Records supplied -
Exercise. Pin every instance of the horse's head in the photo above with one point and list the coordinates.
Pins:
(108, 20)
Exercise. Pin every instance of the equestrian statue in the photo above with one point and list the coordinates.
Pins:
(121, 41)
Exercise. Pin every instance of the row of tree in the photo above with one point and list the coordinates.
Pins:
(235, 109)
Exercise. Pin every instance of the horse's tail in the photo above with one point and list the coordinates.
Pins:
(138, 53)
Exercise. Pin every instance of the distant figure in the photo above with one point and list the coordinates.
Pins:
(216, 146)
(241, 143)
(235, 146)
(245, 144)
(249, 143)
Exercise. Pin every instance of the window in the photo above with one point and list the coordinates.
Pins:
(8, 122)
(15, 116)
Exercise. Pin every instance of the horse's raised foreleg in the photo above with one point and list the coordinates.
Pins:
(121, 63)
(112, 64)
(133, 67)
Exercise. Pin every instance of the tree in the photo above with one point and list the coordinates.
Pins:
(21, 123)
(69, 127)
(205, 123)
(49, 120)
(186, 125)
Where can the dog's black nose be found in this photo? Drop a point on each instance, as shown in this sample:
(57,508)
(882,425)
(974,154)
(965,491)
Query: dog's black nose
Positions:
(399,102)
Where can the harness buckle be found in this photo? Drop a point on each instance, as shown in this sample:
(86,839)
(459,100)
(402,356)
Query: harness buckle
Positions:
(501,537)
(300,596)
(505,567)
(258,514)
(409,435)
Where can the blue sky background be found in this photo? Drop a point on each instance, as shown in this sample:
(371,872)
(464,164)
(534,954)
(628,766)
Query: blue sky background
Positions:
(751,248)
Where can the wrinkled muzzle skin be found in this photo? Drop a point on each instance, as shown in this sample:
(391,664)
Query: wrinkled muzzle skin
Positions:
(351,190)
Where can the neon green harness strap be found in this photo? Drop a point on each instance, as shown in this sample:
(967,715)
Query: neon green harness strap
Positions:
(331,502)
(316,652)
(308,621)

Requirement -
Copy every line from the data that includes the string "skin".

Your response -
Where can the wrinkled muzzle skin be found in this photo? Drop a point on each instance, as shown in this sample:
Query: wrinkled muzzle skin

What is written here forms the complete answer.